Filter the rows below down to every line that contains the string "tree", and copy each matching line unchanged.

— START —

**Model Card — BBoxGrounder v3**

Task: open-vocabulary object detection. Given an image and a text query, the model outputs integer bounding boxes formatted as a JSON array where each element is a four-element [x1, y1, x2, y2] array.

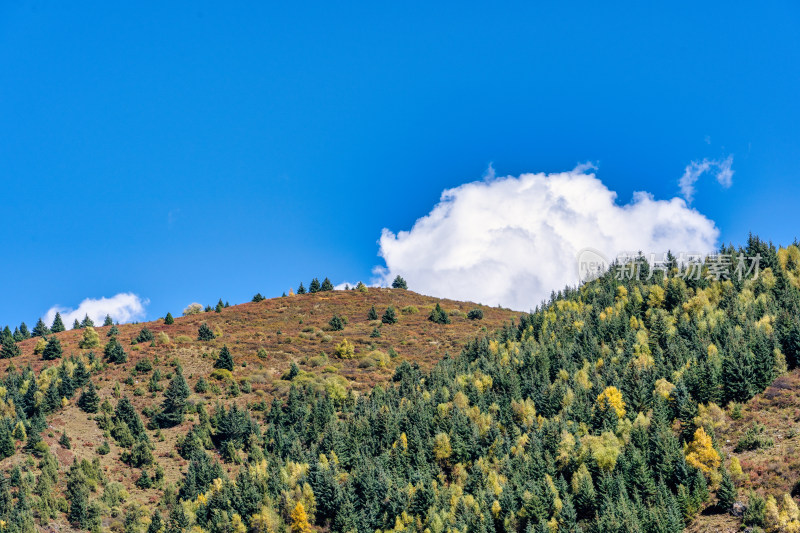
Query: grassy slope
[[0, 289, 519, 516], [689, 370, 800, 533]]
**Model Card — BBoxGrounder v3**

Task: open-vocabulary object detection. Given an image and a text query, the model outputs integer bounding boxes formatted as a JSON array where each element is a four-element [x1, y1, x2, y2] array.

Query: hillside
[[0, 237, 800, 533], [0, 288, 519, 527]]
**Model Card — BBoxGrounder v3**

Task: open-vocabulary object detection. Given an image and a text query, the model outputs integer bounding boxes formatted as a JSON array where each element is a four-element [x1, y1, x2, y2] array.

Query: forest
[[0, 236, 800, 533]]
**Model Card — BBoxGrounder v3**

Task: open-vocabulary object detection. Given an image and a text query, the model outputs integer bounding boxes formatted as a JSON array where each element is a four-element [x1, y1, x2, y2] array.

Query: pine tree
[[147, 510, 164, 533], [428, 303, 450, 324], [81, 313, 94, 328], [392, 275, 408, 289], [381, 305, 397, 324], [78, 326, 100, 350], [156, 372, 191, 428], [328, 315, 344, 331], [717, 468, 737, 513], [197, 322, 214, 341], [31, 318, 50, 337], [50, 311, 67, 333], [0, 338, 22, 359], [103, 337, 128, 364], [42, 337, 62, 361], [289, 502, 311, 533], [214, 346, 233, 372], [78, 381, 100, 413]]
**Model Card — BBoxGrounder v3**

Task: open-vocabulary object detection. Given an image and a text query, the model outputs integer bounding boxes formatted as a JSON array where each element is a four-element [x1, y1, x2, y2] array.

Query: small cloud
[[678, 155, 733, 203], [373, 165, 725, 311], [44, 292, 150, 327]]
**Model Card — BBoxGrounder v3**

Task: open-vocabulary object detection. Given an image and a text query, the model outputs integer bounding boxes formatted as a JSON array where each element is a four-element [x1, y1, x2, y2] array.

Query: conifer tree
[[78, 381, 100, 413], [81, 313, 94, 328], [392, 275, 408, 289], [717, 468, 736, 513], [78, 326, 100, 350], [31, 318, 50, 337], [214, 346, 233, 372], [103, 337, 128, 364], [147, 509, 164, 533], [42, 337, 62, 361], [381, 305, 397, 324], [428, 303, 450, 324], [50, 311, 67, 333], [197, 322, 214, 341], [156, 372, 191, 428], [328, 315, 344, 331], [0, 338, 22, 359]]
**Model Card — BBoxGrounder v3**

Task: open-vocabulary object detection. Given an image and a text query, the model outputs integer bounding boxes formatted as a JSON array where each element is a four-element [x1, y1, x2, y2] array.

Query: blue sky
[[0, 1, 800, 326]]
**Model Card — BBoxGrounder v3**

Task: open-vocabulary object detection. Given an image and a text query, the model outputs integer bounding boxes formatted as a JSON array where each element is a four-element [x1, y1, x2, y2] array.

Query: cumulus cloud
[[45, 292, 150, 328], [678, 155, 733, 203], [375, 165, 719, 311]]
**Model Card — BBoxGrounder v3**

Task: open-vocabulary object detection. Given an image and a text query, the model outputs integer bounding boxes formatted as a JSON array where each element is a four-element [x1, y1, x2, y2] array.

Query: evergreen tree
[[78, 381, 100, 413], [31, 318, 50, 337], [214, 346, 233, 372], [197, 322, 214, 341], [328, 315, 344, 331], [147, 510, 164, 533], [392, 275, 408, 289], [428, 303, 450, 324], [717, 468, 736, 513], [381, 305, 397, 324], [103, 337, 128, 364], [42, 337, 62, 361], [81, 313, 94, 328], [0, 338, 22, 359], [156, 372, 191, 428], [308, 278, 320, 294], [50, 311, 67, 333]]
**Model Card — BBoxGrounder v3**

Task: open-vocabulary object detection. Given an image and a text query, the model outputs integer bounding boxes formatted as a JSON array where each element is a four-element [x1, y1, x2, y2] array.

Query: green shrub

— END —
— START —

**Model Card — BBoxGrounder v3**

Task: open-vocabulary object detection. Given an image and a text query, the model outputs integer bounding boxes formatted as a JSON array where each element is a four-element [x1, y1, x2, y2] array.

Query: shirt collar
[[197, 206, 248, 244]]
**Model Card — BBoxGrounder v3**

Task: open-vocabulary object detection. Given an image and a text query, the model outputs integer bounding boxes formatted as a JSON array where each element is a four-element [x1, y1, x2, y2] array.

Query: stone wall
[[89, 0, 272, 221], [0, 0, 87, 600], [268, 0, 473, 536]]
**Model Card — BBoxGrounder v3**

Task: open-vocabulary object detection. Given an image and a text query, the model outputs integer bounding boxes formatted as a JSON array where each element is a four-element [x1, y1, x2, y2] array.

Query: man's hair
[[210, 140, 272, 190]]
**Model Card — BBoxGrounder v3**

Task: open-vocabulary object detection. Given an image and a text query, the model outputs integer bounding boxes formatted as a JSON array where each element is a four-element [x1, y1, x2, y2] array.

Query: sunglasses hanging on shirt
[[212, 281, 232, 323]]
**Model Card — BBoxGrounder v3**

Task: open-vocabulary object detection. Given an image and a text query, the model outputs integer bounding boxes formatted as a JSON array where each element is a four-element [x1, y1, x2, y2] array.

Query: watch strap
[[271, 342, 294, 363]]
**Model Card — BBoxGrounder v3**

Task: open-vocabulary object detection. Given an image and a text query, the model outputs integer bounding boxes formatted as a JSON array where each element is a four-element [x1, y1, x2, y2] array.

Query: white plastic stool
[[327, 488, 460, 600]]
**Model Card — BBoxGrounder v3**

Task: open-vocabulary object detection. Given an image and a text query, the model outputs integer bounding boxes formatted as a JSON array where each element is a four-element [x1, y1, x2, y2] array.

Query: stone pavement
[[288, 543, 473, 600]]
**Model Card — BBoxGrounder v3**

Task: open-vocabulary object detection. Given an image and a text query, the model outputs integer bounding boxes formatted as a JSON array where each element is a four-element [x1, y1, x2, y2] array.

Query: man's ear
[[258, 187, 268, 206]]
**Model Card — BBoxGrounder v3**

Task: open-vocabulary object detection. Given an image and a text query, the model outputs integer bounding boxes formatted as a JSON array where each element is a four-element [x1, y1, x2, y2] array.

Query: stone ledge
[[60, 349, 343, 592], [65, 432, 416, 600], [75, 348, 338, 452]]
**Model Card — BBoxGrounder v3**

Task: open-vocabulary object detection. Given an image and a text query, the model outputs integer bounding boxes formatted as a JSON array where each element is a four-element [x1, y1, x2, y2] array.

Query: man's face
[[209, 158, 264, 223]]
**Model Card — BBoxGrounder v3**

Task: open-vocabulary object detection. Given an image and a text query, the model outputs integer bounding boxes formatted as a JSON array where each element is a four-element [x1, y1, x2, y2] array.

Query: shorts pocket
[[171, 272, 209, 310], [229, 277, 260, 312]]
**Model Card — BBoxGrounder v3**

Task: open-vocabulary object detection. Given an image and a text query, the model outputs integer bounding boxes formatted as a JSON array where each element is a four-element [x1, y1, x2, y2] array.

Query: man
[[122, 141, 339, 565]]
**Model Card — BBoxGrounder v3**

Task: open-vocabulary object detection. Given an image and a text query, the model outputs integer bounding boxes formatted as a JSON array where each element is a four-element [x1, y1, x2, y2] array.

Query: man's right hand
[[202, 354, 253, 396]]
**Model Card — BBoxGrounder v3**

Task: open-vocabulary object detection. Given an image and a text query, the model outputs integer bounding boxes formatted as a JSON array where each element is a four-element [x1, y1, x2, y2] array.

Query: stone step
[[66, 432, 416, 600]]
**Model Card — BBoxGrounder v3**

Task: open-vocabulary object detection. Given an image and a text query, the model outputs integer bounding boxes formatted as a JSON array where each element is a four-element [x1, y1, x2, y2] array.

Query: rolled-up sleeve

— END —

• Response to the task
Query: pine tree
Query: conifer tree
Query: evergreen tree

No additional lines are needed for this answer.